Starting with the line that contains "positive clicks: (514, 121)", copy out each line through the end of the entries below, exactly as written, and nothing else.

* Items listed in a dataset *
===

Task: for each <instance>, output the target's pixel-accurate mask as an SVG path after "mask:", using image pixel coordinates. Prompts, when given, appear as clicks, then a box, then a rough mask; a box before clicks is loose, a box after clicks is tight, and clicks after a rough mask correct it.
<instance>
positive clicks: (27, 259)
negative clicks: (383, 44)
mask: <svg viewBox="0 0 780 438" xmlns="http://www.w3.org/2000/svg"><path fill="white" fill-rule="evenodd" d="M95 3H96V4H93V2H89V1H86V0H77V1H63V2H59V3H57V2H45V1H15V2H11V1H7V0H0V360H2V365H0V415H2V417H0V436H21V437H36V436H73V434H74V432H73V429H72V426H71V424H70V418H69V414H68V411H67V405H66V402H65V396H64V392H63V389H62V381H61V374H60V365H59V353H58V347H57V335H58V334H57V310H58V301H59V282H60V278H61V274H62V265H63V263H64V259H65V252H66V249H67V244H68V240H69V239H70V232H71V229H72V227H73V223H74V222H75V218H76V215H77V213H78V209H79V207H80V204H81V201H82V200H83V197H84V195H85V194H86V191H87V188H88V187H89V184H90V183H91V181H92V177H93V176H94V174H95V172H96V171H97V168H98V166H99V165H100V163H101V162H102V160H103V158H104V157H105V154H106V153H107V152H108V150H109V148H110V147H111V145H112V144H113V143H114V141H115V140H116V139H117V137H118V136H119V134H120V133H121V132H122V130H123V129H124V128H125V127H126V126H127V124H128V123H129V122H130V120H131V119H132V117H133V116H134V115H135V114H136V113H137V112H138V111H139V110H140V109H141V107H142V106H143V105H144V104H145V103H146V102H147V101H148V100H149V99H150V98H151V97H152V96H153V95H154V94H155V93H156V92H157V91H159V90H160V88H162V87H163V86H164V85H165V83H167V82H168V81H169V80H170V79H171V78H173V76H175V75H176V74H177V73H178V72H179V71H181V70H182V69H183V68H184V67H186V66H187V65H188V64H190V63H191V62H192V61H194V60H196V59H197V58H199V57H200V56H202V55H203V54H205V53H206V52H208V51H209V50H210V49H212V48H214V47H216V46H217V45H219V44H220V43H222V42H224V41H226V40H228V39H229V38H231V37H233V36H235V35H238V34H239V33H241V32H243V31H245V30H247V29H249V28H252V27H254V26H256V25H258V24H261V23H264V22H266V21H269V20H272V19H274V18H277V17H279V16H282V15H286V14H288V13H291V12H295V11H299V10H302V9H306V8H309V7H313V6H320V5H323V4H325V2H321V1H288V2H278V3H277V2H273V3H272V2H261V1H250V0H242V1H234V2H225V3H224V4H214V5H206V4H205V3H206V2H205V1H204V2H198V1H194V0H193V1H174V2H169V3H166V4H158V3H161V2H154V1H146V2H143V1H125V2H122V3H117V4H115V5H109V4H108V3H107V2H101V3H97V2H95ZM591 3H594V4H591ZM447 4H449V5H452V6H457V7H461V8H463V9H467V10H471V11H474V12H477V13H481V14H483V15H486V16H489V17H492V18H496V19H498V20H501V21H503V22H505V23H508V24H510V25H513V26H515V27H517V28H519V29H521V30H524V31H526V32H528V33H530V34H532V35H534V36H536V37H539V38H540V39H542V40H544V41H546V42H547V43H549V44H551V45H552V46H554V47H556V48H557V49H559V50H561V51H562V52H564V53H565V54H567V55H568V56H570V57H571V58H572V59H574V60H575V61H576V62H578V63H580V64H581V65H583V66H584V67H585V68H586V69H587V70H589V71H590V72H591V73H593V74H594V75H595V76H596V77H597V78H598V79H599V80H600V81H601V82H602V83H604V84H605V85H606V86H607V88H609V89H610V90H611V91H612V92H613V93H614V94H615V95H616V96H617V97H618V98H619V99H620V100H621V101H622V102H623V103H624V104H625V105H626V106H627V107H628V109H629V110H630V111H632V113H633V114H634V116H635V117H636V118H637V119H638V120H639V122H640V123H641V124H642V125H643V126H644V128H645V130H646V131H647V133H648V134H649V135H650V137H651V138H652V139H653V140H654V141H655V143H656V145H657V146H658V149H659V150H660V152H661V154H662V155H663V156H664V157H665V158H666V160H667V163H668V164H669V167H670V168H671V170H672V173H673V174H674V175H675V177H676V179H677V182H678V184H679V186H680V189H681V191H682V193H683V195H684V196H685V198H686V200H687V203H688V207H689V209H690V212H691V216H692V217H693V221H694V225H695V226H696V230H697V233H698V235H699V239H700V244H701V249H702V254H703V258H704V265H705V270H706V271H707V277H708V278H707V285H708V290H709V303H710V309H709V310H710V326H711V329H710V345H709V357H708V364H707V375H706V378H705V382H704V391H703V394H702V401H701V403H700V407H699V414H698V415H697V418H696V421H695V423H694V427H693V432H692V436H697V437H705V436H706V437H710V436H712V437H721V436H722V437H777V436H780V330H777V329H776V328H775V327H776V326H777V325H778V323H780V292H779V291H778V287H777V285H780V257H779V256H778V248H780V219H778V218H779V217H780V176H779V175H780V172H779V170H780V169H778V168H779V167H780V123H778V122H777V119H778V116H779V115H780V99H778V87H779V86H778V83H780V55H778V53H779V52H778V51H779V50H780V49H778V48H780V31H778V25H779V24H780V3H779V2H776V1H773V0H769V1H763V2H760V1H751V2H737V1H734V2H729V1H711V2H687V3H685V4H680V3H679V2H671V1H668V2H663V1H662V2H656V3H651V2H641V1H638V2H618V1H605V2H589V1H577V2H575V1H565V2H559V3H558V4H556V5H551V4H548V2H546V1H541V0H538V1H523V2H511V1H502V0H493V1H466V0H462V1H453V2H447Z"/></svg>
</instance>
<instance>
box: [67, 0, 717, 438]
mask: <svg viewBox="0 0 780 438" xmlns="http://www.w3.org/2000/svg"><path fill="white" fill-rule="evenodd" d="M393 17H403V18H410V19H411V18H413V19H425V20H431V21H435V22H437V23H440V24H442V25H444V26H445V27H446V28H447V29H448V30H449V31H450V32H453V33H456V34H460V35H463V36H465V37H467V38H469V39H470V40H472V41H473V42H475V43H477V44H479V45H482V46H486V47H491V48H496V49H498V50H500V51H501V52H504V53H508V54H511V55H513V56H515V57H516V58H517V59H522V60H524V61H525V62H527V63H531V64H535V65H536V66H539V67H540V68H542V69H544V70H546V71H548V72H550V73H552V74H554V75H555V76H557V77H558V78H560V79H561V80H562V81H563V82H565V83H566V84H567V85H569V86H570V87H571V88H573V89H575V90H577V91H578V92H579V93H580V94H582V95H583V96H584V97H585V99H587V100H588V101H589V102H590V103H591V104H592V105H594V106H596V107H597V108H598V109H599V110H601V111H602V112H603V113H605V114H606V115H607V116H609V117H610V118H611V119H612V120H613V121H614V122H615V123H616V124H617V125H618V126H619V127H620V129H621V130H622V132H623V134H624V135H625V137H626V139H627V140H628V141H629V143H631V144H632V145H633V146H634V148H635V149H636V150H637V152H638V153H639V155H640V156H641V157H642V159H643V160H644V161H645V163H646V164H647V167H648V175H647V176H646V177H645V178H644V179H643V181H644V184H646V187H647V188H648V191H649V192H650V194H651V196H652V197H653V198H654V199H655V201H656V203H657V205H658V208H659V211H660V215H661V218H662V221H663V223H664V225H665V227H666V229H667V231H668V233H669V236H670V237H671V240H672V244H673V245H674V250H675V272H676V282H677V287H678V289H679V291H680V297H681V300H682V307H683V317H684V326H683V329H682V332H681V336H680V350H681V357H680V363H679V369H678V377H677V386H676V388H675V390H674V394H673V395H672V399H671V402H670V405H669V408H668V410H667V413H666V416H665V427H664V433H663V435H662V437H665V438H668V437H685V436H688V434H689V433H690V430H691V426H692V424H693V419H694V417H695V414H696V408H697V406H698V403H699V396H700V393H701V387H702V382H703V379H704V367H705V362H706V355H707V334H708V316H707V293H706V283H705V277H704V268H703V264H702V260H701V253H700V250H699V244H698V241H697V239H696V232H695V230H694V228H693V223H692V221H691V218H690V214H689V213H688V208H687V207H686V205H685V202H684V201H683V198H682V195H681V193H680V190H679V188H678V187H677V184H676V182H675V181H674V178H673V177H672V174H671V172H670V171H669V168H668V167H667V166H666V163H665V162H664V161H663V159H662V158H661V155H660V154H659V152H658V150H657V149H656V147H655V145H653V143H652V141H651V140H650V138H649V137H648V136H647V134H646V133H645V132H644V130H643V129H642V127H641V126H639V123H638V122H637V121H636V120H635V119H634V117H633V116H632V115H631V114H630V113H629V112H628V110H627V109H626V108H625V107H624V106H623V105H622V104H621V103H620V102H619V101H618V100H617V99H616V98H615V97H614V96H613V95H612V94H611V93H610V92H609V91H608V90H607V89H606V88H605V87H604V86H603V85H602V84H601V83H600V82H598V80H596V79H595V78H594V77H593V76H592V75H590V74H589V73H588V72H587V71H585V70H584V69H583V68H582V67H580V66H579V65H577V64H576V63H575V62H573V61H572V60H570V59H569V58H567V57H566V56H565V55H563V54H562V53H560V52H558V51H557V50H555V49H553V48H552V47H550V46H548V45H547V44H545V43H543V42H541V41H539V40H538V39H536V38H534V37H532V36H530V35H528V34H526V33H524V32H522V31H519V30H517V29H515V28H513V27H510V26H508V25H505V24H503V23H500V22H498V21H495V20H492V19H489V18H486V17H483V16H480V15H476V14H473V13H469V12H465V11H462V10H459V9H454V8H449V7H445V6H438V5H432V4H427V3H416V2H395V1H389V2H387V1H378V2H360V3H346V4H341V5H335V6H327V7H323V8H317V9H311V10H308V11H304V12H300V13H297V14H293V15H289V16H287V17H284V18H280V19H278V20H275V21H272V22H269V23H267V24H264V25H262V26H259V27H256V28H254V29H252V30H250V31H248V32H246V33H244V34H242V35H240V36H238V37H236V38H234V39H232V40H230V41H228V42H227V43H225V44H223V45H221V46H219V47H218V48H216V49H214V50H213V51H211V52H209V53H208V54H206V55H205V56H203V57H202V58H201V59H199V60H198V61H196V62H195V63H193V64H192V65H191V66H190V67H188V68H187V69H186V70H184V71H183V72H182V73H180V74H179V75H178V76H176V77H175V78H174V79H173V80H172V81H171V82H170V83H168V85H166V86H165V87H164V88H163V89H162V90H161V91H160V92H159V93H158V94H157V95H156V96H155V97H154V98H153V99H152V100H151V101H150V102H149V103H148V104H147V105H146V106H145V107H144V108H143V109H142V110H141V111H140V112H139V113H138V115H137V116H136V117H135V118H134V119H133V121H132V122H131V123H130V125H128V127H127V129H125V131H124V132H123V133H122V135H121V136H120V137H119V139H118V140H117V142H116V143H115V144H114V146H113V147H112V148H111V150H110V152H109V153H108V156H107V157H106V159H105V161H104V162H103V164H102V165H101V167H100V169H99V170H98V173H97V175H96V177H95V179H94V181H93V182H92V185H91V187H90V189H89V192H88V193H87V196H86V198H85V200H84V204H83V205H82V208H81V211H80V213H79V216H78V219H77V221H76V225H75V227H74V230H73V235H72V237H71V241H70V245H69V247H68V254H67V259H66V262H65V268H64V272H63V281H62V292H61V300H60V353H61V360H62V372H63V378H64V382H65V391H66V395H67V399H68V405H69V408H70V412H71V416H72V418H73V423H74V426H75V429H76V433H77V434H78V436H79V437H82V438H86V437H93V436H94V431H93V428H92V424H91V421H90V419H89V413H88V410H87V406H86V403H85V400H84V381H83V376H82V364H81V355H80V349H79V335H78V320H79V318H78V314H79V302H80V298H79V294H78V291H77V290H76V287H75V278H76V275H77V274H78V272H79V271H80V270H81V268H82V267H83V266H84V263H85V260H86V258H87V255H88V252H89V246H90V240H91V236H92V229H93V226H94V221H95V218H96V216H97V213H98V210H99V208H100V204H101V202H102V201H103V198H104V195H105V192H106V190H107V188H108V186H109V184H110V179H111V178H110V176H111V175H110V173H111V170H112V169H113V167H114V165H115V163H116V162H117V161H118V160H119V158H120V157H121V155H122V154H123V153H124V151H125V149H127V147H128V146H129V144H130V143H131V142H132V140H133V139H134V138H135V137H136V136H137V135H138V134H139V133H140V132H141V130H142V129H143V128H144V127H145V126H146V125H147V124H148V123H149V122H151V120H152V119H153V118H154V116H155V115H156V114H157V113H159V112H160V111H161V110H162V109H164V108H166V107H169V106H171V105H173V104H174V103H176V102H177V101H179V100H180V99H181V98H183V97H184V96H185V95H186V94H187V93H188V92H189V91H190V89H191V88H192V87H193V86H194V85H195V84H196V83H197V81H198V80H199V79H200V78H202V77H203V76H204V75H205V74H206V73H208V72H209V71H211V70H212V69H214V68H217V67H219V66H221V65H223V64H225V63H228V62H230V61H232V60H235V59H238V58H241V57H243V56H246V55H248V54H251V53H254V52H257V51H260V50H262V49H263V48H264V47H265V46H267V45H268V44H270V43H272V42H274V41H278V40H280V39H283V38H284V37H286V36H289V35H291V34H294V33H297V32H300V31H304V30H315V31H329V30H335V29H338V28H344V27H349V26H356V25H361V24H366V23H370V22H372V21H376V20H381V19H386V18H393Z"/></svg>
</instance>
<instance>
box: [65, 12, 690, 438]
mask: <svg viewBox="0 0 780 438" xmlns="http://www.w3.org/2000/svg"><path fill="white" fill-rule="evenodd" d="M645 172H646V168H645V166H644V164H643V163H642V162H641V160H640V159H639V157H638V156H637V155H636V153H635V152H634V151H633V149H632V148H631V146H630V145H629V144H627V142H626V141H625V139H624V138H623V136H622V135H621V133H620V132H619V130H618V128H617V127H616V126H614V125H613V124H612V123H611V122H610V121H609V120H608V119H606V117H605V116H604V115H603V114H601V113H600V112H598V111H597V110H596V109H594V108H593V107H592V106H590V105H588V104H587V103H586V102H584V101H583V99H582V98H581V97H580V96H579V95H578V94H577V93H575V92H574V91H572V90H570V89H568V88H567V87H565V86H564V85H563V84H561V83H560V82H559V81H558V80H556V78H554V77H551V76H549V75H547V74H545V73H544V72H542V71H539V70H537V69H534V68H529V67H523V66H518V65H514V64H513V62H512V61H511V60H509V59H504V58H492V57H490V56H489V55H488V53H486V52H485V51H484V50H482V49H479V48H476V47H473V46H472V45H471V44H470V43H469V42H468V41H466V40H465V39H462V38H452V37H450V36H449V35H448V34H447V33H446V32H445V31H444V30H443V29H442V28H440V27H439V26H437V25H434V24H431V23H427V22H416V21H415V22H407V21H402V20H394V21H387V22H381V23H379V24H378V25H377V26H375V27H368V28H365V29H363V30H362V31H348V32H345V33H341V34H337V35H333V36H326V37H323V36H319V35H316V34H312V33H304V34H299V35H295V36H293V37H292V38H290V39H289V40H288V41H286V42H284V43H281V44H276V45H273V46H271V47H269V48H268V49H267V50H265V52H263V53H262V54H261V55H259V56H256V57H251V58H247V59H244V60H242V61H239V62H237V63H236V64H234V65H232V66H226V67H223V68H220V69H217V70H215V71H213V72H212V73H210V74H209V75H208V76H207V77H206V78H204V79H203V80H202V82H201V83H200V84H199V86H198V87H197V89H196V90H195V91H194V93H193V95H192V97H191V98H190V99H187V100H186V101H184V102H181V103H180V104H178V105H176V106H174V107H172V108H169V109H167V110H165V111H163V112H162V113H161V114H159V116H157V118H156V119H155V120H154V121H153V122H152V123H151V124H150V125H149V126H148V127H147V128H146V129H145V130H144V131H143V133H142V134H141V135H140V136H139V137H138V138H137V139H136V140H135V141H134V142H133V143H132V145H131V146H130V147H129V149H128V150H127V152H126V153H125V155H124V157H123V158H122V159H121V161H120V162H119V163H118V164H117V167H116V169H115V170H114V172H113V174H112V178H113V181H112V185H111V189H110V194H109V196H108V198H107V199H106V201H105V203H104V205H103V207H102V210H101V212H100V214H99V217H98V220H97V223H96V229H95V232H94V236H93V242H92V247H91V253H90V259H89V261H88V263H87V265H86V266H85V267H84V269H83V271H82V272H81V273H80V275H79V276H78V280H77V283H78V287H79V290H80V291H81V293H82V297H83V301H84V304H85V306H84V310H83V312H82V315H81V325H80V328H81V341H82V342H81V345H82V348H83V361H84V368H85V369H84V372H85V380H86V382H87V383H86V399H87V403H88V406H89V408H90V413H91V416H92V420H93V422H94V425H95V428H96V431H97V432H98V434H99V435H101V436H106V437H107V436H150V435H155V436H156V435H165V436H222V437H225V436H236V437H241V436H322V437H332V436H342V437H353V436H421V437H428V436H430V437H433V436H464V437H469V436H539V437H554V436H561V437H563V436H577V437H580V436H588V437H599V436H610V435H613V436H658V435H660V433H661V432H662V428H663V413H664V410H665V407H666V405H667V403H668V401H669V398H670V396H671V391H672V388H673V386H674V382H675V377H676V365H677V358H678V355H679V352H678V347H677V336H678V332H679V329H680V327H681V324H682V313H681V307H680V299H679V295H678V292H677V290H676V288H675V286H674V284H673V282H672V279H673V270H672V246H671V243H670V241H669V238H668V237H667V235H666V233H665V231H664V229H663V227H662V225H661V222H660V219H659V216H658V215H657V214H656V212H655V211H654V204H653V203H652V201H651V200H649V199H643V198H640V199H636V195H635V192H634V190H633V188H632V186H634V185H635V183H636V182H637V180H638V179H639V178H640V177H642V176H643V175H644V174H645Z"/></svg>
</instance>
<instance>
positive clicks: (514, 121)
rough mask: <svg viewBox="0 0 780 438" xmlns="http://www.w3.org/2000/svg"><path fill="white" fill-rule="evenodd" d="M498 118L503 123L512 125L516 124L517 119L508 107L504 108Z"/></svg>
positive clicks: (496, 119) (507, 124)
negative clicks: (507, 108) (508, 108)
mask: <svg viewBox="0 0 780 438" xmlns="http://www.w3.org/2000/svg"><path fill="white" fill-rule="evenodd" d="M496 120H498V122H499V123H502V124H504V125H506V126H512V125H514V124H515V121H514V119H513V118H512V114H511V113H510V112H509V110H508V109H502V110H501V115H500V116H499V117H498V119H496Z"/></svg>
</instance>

===

* ANSWER SECTION *
positive clicks: (514, 121)
rough mask: <svg viewBox="0 0 780 438" xmlns="http://www.w3.org/2000/svg"><path fill="white" fill-rule="evenodd" d="M498 118L503 123L512 125L516 124L517 119L508 107L504 108Z"/></svg>
positive clicks: (496, 119) (507, 124)
negative clicks: (507, 108) (508, 108)
mask: <svg viewBox="0 0 780 438" xmlns="http://www.w3.org/2000/svg"><path fill="white" fill-rule="evenodd" d="M496 120H498V122H499V123H502V124H504V125H506V126H512V125H514V124H515V121H514V119H513V118H512V114H511V113H510V112H509V110H508V109H502V110H501V115H500V116H499V117H498V119H496Z"/></svg>
</instance>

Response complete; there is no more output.